PASSAGE: Begin
The other day I was talking to our high school choir teacher, when she told me about a fascinating brain study involving music.
MIT neuroscientists have discovered that music triggers an auditory cortex of the brain that doesn’t appear to respond to other basic auditory sounds like speech.
If our brains have portions that only react to sounds recognized as music, this leads to an important question: Are we really engaging the brain most effectively if we aren’t exposing it to music?
The Power of Music Memory
A few years ago when my mother-in-law was diagnosed with Alzheimer’s, she slowly began losing the ability to track time. Ironically, when I sit down with her at the piano, she can almost perfectly recall the tunes and verses of her favorite hymns.
Her short-term and long-term memories often get jumbled, but her music memory is so much more precise.
I remember many times when playing the piano has prompted my own creativity in solving problems. In fact, after decades as an amateur musician, I can sometimes play almost instinctively—often feeling like I’m playing with one part of my brain while thinking about something else with another part.
The Art of What You Do
For a long time, we have heard that visual artists engage the right side of their brains more than their left sides when creating, like lessons taught in Betty Edwards’ famous drawing book. The left side of the brain seems more engaged when you are reasoning or problem solving.
The discovery of how music triggers a specific part of the brain reinforces how engaging both sides of the brain may help us with teaching and learning.
I believe good teaching involves both science and art. On the one hand, you implement the processes, strategies, and steps necessary to accomplish a task (best practices). On the other hand, you exercise the passion or connection necessary to inspire (creativity).
PASSAGE: End
EXERCISE SET:
1. Copy the passage on music and the brain between "The Art of What" and "or problem solving.", inclusive, swapping "visual artists" for "painters".
2. Please sum up the passage on music and the brain in two sentences.
DATA RECORDS: Begin
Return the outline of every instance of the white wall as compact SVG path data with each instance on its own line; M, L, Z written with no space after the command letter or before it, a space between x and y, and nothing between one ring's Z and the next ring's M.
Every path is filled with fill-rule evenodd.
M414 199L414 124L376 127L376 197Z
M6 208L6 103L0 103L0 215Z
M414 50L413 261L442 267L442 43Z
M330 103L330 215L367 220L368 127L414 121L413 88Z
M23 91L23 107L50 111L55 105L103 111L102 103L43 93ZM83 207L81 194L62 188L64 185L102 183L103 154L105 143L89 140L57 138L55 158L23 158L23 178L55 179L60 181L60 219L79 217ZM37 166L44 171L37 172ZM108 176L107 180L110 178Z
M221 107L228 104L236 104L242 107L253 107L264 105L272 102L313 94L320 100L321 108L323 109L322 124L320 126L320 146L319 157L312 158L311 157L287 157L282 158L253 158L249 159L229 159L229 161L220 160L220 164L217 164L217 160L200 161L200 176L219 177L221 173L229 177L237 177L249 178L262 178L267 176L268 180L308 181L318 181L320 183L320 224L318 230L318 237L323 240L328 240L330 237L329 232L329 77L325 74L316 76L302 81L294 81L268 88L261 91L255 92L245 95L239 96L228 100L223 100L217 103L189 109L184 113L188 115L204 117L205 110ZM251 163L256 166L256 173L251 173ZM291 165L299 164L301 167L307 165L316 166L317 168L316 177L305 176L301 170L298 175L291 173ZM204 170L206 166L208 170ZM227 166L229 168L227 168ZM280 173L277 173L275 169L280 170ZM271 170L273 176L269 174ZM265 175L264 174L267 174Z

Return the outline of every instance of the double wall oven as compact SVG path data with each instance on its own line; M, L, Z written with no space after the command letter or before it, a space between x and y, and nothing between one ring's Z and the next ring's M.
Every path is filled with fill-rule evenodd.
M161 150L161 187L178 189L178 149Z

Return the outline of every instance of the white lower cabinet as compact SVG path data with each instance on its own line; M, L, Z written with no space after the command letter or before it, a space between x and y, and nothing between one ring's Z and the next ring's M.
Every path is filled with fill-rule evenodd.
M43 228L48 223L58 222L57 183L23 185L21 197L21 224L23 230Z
DATA RECORDS: End
DATA RECORDS: Begin
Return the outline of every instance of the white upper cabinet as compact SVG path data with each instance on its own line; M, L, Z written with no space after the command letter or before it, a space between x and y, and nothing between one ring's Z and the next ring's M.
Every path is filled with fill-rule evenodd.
DATA RECORDS: End
OUTPUTS FOR THE TASKS:
1.
The Art of What You Do
For a long time, we have heard that painters engage the right side of their brains more than their left sides when creating, like lessons taught in Betty Edwards’ famous drawing book. The left side of the brain seems more engaged when you are reasoning or problem solving.

2. MIT neuroscientists found that music triggers a part of the brain's auditory cortex that doesn't appear to respond to other sounds like speech, and the writer's mother-in-law, who has Alzheimer's, can still recall her favorite hymns almost perfectly. The writer suggests that engaging both sides of the brain may help with teaching and learning, and holds that good teaching involves both science and art.